Por enquanto, concentremo-nos no Karma Yoga. O Karma Yoga, como já disse, é o yoga da ação. A ação é uma propriedade da individualidade. Quem tiver o sentido da individualidade não pode menos que agir, e cada ação, invariavelmente traz um resultado. A ação tem dois extremos: causa e efeito. Entre os dois está a ação. Quando se começa a atuar semeia-se a semente, e a árvore da ação invariavelmente dá o fruto. É um processo muito natural. Mas a dificuldade surge quando se espera um fruto em particular e este não chega segundo sua expectativa. Diz-se que “se os desejos fossem cavalos, até os mendigos os montariam”. Quando os desejos não se realizam, o homem se desilude. Esquece as palavras imortais do Senhor Krishna: “Só a ação é tua obrigação. Jamais seus frutos te são devidos. Que o fruto da ação não seja teu objetivo, mas nem por isso deves evitar a ação. Age só pelo agir em si mesmo”. (B.G. II/47).

Tarefa A
De acordo com o texto sobre o Karma Yoga, quais são os dois extremos da ação?
Tarefa B
Prossiga o texto sobre o Karma Yoga a partir do ponto em que ele termina.
A listagem constitui material à parte, independente do texto sobre o Karma Yoga.

Listagem apresentada

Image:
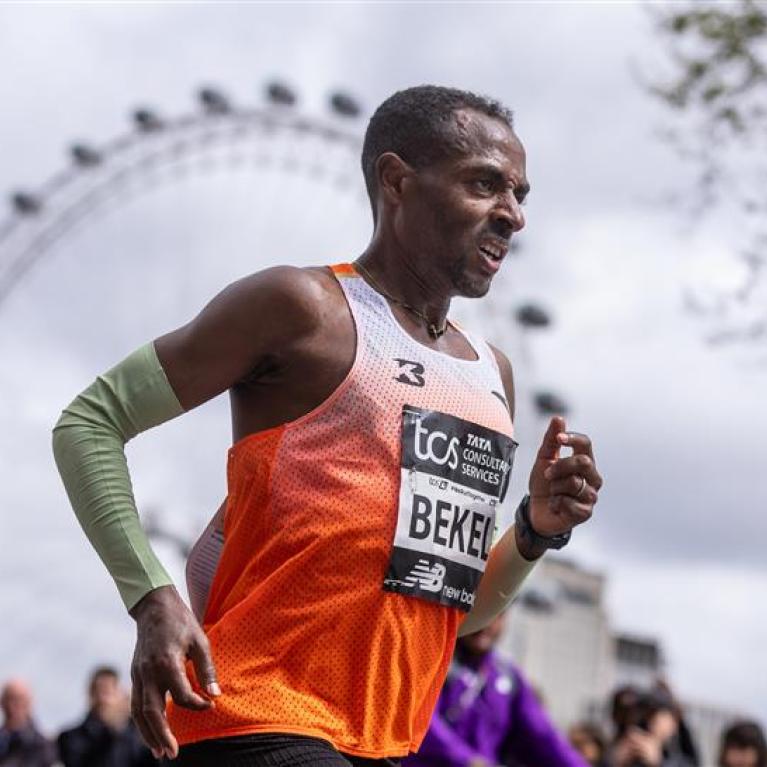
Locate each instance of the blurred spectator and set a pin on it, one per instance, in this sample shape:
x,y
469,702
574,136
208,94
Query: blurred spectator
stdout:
x,y
488,715
743,745
21,743
107,737
589,741
685,738
647,731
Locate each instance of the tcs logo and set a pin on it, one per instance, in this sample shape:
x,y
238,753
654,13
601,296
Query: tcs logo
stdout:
x,y
435,446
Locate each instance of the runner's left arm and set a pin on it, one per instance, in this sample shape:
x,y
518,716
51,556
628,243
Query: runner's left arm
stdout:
x,y
558,503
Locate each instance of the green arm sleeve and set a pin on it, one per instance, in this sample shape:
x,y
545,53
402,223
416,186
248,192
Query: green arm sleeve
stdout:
x,y
89,447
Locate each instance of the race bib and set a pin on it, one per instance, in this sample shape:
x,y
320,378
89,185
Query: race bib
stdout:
x,y
453,475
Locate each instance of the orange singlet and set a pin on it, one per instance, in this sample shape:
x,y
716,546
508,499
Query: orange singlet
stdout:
x,y
354,538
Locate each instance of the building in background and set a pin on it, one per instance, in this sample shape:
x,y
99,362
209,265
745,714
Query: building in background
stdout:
x,y
560,635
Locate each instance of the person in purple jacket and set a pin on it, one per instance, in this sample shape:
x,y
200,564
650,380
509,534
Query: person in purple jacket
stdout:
x,y
489,715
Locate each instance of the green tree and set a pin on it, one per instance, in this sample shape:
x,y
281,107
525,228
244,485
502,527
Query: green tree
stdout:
x,y
716,90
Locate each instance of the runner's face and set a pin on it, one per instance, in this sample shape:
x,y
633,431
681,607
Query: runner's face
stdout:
x,y
462,212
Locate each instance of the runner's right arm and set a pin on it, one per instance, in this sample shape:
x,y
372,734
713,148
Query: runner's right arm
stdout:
x,y
275,309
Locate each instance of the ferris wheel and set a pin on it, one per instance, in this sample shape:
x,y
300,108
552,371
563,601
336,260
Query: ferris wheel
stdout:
x,y
218,135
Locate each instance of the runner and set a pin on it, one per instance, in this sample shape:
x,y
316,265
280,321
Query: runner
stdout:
x,y
372,444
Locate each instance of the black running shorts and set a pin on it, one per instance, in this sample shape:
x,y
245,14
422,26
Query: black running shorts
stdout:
x,y
270,750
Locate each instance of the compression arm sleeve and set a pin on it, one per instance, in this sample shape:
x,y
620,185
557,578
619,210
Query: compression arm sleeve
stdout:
x,y
89,447
504,574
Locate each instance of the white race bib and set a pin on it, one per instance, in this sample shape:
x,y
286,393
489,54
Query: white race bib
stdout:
x,y
453,475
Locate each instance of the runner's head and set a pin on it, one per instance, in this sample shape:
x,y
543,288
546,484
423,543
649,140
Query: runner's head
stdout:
x,y
446,176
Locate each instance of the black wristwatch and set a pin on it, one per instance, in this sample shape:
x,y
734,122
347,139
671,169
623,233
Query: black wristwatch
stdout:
x,y
530,537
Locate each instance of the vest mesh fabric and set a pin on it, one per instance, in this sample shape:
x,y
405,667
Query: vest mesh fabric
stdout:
x,y
303,636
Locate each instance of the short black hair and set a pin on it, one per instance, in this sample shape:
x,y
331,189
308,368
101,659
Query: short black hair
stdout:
x,y
101,671
418,125
745,734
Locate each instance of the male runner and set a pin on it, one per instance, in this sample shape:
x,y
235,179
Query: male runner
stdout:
x,y
372,443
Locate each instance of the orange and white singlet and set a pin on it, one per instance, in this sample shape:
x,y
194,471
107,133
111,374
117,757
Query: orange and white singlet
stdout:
x,y
354,538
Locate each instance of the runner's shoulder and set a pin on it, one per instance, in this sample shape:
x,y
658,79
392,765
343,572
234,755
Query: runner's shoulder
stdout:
x,y
300,298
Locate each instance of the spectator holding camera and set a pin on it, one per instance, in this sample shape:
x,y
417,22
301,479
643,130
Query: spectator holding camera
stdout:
x,y
647,730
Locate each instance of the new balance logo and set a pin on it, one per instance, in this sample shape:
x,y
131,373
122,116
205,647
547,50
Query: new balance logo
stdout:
x,y
411,373
425,577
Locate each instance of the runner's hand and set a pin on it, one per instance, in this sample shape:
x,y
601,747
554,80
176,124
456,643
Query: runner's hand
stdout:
x,y
167,634
558,498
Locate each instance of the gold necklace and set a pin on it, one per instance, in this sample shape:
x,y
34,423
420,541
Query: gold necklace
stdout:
x,y
432,329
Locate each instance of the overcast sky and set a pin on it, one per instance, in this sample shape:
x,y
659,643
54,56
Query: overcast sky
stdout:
x,y
678,428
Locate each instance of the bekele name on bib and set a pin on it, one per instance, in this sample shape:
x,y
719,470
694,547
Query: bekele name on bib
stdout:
x,y
453,475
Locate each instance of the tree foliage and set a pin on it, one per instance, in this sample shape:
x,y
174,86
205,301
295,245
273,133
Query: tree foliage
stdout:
x,y
717,94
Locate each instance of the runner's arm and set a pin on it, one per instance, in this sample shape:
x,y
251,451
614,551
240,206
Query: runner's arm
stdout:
x,y
154,384
235,333
506,568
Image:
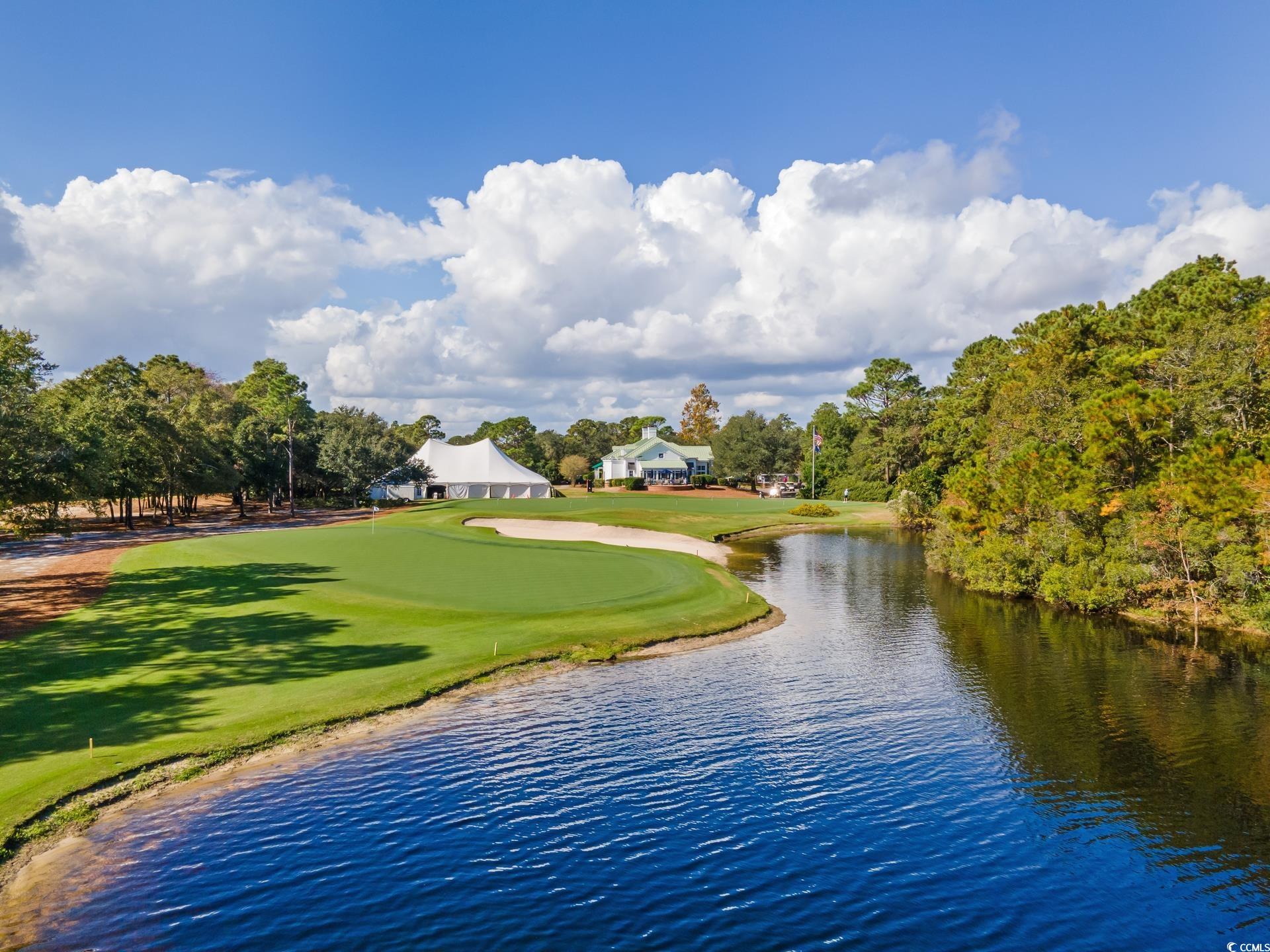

Resposta A
Causa e efeito.

Resposta B
Cristo diz, maravilhosamente, isso também, embora em linguagem diferente: “Quando deres esmola, não saiba tua mão esquerda o que faz a mão direita, para que tua esmola seja oculta”.
O fruto ou resultado vem segundo a natureza da ação, que é dirigida pela Natureza Universal. Mas quem o deseja ou fica na expectativa, com frequência não percebe ou não sabe o curso da Natureza. Assim um vazio se cria entre a Natureza e a atitude mental de espera. Esse vazio causa um sofrimento terrível, que se pode chamar cansaço. Devemos estabelecer a paridade entre os dois. Não podemos mudar a natureza da ação, somente podemos renunciar a nossos desejos. Portanto, o Karma Yoga insiste na ação sem desejo. A renúncia do desejo é a renúncia verdadeira!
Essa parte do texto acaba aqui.